*Task details*. Your task is to repeat, word for word, the line containing "black helmet shown in this photo." and all lines that follow it to the end of the material, and no other lines.

*Supplied records*.

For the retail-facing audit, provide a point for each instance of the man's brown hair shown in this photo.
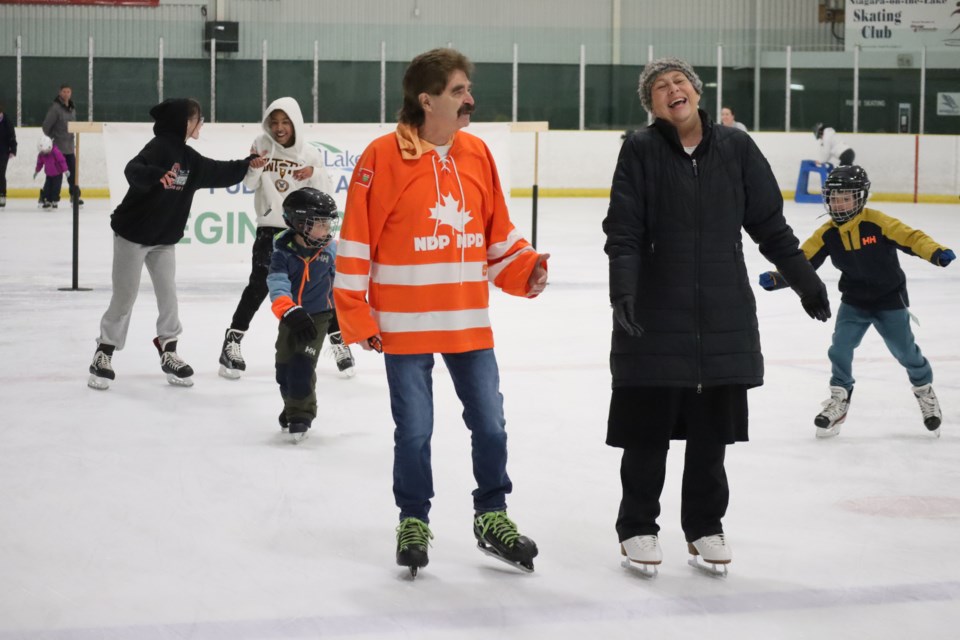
(429, 73)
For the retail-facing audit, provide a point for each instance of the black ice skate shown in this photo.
(231, 361)
(101, 370)
(929, 407)
(341, 353)
(413, 538)
(298, 429)
(497, 536)
(179, 373)
(710, 554)
(834, 412)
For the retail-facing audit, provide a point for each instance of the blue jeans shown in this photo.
(477, 383)
(893, 325)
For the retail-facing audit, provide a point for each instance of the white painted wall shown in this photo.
(585, 160)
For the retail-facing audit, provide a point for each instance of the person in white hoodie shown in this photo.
(833, 150)
(292, 163)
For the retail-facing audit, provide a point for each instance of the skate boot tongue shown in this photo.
(497, 536)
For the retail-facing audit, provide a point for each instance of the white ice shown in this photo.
(150, 511)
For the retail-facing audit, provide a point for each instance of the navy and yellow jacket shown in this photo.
(864, 249)
(300, 276)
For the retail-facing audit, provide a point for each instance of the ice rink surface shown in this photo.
(155, 512)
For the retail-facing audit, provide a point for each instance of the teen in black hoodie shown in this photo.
(147, 225)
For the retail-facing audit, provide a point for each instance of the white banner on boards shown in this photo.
(226, 216)
(902, 24)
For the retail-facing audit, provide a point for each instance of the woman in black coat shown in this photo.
(685, 345)
(8, 149)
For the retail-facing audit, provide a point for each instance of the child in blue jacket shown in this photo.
(300, 282)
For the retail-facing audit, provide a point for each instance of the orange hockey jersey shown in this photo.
(421, 238)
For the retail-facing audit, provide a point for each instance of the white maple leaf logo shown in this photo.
(447, 212)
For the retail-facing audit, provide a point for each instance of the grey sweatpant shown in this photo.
(128, 260)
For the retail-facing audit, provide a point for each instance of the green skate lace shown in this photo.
(412, 531)
(503, 527)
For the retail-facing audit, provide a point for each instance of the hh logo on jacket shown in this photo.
(448, 212)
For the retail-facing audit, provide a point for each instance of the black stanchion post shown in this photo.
(75, 202)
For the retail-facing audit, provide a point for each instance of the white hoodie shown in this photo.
(274, 181)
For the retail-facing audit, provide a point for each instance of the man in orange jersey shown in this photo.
(426, 227)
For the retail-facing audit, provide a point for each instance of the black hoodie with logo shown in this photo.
(152, 214)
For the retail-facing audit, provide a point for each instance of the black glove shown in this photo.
(624, 315)
(804, 280)
(772, 280)
(817, 305)
(624, 276)
(300, 324)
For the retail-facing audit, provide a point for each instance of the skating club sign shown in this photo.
(902, 24)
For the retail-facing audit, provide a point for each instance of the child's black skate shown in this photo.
(413, 538)
(101, 370)
(497, 536)
(298, 430)
(231, 361)
(179, 373)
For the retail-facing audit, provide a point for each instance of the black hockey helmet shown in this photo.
(312, 214)
(845, 192)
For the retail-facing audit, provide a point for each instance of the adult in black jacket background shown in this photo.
(148, 224)
(685, 345)
(8, 149)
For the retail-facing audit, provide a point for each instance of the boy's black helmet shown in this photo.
(306, 208)
(852, 180)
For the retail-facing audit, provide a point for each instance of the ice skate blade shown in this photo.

*Expected answer*.
For the retail-facing audit, provide a point for each instance of the boy's black helmet shown in this photo.
(306, 208)
(852, 180)
For the retail-facing audit, provide a point for each instance of the ice skate blade shown in this photo.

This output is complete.